Data provided Block Start
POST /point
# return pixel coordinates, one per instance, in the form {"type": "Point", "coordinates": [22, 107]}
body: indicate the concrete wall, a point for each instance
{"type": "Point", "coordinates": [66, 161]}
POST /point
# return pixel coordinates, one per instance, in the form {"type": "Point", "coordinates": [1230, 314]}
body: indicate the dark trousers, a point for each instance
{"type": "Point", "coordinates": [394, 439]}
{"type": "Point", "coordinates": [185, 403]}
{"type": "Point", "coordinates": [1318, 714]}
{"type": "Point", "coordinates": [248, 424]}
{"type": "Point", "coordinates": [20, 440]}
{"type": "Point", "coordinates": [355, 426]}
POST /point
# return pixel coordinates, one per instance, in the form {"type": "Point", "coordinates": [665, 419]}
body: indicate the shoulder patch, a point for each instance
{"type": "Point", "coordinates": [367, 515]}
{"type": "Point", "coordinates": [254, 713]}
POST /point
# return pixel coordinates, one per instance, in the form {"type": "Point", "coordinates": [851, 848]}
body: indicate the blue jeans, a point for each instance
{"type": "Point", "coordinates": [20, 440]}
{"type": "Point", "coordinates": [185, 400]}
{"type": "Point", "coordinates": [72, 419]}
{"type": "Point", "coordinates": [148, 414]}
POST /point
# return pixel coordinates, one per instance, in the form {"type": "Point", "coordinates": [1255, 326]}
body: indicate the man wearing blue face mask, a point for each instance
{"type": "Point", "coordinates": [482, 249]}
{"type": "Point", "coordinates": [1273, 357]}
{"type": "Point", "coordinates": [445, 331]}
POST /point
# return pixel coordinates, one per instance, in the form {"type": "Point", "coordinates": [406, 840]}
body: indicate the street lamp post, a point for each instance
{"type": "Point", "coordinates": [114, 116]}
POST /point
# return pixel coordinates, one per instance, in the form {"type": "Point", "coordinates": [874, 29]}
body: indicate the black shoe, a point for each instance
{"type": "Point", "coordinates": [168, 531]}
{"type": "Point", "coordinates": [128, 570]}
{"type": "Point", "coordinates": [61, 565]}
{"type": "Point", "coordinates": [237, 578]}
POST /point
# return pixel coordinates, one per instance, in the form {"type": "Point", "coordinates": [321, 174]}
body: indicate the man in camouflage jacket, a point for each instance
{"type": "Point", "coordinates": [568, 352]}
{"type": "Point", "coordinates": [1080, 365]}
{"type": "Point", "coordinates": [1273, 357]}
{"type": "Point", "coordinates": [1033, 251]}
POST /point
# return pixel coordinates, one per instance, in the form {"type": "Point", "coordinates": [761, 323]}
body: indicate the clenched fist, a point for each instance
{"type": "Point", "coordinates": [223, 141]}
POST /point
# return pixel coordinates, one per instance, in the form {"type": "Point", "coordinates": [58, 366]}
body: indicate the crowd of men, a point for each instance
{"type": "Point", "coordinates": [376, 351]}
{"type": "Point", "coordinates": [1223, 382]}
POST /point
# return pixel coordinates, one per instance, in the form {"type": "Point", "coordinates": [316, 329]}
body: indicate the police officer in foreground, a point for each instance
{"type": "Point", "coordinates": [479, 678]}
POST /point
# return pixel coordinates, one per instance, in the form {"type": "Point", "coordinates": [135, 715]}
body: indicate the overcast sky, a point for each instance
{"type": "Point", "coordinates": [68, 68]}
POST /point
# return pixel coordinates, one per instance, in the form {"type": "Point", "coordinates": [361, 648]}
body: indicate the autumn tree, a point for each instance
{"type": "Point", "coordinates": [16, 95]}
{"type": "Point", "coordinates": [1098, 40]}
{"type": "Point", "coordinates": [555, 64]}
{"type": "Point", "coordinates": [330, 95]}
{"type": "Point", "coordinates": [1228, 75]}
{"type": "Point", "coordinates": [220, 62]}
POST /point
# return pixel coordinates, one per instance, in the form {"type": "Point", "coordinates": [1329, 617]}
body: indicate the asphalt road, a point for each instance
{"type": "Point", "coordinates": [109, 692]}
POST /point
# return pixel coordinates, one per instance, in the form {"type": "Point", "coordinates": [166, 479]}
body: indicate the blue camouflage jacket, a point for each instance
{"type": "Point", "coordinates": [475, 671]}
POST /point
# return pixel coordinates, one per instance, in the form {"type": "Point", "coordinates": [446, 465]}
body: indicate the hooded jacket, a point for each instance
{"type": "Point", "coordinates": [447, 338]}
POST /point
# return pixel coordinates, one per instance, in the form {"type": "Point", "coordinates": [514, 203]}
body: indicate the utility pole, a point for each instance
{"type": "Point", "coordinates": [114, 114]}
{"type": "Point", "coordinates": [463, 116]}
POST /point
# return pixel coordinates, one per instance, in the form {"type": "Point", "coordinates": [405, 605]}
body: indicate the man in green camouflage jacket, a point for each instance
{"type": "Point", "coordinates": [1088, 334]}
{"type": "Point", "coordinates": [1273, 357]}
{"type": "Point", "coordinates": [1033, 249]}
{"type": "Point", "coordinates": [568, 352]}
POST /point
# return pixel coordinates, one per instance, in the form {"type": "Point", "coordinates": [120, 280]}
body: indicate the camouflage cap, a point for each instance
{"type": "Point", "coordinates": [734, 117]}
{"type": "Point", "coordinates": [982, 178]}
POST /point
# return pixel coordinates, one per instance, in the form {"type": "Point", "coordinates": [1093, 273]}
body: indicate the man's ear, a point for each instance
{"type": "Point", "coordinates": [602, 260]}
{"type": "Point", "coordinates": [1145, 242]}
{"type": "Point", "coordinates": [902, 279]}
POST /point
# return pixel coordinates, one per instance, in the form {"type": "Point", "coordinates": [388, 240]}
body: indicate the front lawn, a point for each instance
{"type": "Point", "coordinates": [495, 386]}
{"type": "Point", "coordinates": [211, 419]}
Data provided Block End
# What this task involves
Could you reproduce all the records exactly?

# Exercise result
POST /point
# return pixel coordinates, one per instance, in the form {"type": "Point", "coordinates": [22, 107]}
body: indicate the concrete wall, a point for each instance
{"type": "Point", "coordinates": [66, 161]}
POST /point
# return pixel coordinates, one per instance, in the form {"type": "Point", "coordinates": [1230, 314]}
body: indicate the dark trousers, a point for each instance
{"type": "Point", "coordinates": [394, 439]}
{"type": "Point", "coordinates": [185, 403]}
{"type": "Point", "coordinates": [1318, 714]}
{"type": "Point", "coordinates": [248, 424]}
{"type": "Point", "coordinates": [20, 440]}
{"type": "Point", "coordinates": [355, 426]}
POST /point
# return pixel coordinates, one per instance, in the form {"type": "Point", "coordinates": [665, 419]}
body: indicate the shoulder patch, a point for each instance
{"type": "Point", "coordinates": [367, 515]}
{"type": "Point", "coordinates": [254, 713]}
POST /point
# return pixel coordinates, one per instance, in the form {"type": "Point", "coordinates": [851, 848]}
body: indicate the blue jeans, a point for each instance
{"type": "Point", "coordinates": [20, 440]}
{"type": "Point", "coordinates": [185, 400]}
{"type": "Point", "coordinates": [72, 419]}
{"type": "Point", "coordinates": [148, 414]}
POST /point
# return pixel coordinates, one per instance, in the form {"type": "Point", "coordinates": [1255, 326]}
body: indicate the man wearing blue face mask, a point for each instance
{"type": "Point", "coordinates": [482, 249]}
{"type": "Point", "coordinates": [1273, 357]}
{"type": "Point", "coordinates": [445, 331]}
POST /point
# return pixel coordinates, one per instance, in the form {"type": "Point", "coordinates": [406, 840]}
body: indicate the street lamp post, a point for each instance
{"type": "Point", "coordinates": [114, 116]}
POST /point
# return pixel coordinates, one per instance, in the form {"type": "Point", "coordinates": [874, 29]}
body: indicate the black shoe, a point for each instance
{"type": "Point", "coordinates": [168, 531]}
{"type": "Point", "coordinates": [128, 570]}
{"type": "Point", "coordinates": [61, 565]}
{"type": "Point", "coordinates": [237, 578]}
POST /point
# return pixel coordinates, one per instance, in the form {"type": "Point", "coordinates": [321, 174]}
body: indicate the man in camouflage jacket, a point for each instance
{"type": "Point", "coordinates": [568, 352]}
{"type": "Point", "coordinates": [1080, 365]}
{"type": "Point", "coordinates": [1273, 357]}
{"type": "Point", "coordinates": [1033, 251]}
POST /point
# return pixel coordinates, one per instance, in the form {"type": "Point", "coordinates": [761, 323]}
body: indicate the clenched fist, a point for each instance
{"type": "Point", "coordinates": [223, 141]}
POST /point
# return pixel coordinates, one per instance, in the form {"type": "Point", "coordinates": [58, 366]}
body: indicate the crowd of men, a point for each instance
{"type": "Point", "coordinates": [376, 351]}
{"type": "Point", "coordinates": [1223, 382]}
POST /point
# return pixel coordinates, one per instance, in the form {"type": "Point", "coordinates": [316, 329]}
body: indicate the police officer in foreground, a point for each instance
{"type": "Point", "coordinates": [479, 678]}
POST /point
# return pixel coordinates, one per instance, in the form {"type": "Point", "coordinates": [135, 715]}
body: indicate the overcast sky, a point for each instance
{"type": "Point", "coordinates": [68, 68]}
POST /point
# return pixel coordinates, one per instance, in the form {"type": "Point", "coordinates": [361, 648]}
body: indicate the autumn tree, a point for each instance
{"type": "Point", "coordinates": [16, 95]}
{"type": "Point", "coordinates": [1098, 40]}
{"type": "Point", "coordinates": [555, 64]}
{"type": "Point", "coordinates": [330, 95]}
{"type": "Point", "coordinates": [1228, 75]}
{"type": "Point", "coordinates": [220, 62]}
POST /point
# return pixel coordinates, one per instance, in the form {"type": "Point", "coordinates": [1329, 617]}
body: indicate the asphalt road, a point for each instance
{"type": "Point", "coordinates": [109, 692]}
POST /point
# return pixel coordinates, one per instance, in the form {"type": "Point", "coordinates": [166, 479]}
body: indicate the blue camouflage jacket, a point for each instance
{"type": "Point", "coordinates": [475, 671]}
POST /point
# return pixel coordinates, one per instance, in the form {"type": "Point", "coordinates": [446, 465]}
body: indicate the hooded jacket, a point for each instance
{"type": "Point", "coordinates": [447, 338]}
POST /point
# return pixel coordinates, one per instance, in the form {"type": "Point", "coordinates": [514, 203]}
body: indicate the utility pole, a point for each instance
{"type": "Point", "coordinates": [114, 114]}
{"type": "Point", "coordinates": [463, 116]}
POST /point
# return pixel coordinates, one per instance, in the form {"type": "Point", "coordinates": [405, 605]}
body: indicate the man in green camouflage jacket, a point for each instance
{"type": "Point", "coordinates": [1088, 334]}
{"type": "Point", "coordinates": [1273, 357]}
{"type": "Point", "coordinates": [1033, 249]}
{"type": "Point", "coordinates": [568, 352]}
POST /point
# return pixel coordinates, one per instance, in the form {"type": "Point", "coordinates": [120, 280]}
body: indicate the camouflage cap, a point for each instance
{"type": "Point", "coordinates": [734, 117]}
{"type": "Point", "coordinates": [982, 178]}
POST /point
# return pixel coordinates, one per instance, in the form {"type": "Point", "coordinates": [1093, 273]}
body: indicate the man's ear, a point for each instance
{"type": "Point", "coordinates": [602, 260]}
{"type": "Point", "coordinates": [1145, 242]}
{"type": "Point", "coordinates": [902, 279]}
POST /point
# return pixel coordinates, one per instance, in the form {"type": "Point", "coordinates": [388, 240]}
body: indicate the front lawn, a point for each instance
{"type": "Point", "coordinates": [495, 386]}
{"type": "Point", "coordinates": [211, 419]}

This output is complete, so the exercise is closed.